## What is being asked
Only the lines from the one with "format your answer" to the end of the data below should be given again, exactly as written.

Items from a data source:
▬▬▬▬▬▬▬▬▬▬

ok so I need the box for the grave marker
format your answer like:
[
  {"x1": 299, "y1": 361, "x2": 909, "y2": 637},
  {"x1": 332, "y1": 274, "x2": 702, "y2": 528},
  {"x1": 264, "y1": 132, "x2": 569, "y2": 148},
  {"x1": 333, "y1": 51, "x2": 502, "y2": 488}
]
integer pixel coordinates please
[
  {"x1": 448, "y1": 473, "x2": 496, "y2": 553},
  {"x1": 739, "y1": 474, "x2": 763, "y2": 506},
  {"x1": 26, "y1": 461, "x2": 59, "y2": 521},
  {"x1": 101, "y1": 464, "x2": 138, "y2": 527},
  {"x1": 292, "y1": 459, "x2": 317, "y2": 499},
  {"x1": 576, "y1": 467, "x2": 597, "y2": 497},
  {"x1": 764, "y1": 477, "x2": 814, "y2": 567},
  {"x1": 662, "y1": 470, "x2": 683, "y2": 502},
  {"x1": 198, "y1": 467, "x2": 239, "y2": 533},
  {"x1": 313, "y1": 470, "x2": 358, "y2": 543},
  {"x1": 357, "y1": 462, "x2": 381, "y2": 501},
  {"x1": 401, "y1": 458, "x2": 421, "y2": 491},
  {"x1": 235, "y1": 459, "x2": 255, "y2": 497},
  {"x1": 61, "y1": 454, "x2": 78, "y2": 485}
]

▬▬▬▬▬▬▬▬▬▬

## Completed exercise
format your answer like:
[
  {"x1": 299, "y1": 361, "x2": 909, "y2": 637},
  {"x1": 332, "y1": 274, "x2": 702, "y2": 528},
  {"x1": 264, "y1": 132, "x2": 569, "y2": 148},
  {"x1": 333, "y1": 51, "x2": 502, "y2": 488}
]
integer pixel coordinates please
[
  {"x1": 448, "y1": 473, "x2": 496, "y2": 553},
  {"x1": 739, "y1": 474, "x2": 763, "y2": 506},
  {"x1": 26, "y1": 461, "x2": 59, "y2": 521},
  {"x1": 101, "y1": 464, "x2": 138, "y2": 527},
  {"x1": 292, "y1": 459, "x2": 317, "y2": 499},
  {"x1": 576, "y1": 467, "x2": 597, "y2": 497},
  {"x1": 764, "y1": 477, "x2": 814, "y2": 567},
  {"x1": 662, "y1": 470, "x2": 683, "y2": 502},
  {"x1": 198, "y1": 467, "x2": 239, "y2": 533},
  {"x1": 313, "y1": 470, "x2": 358, "y2": 543},
  {"x1": 357, "y1": 462, "x2": 381, "y2": 501},
  {"x1": 401, "y1": 458, "x2": 421, "y2": 491},
  {"x1": 235, "y1": 459, "x2": 255, "y2": 497},
  {"x1": 61, "y1": 454, "x2": 78, "y2": 485}
]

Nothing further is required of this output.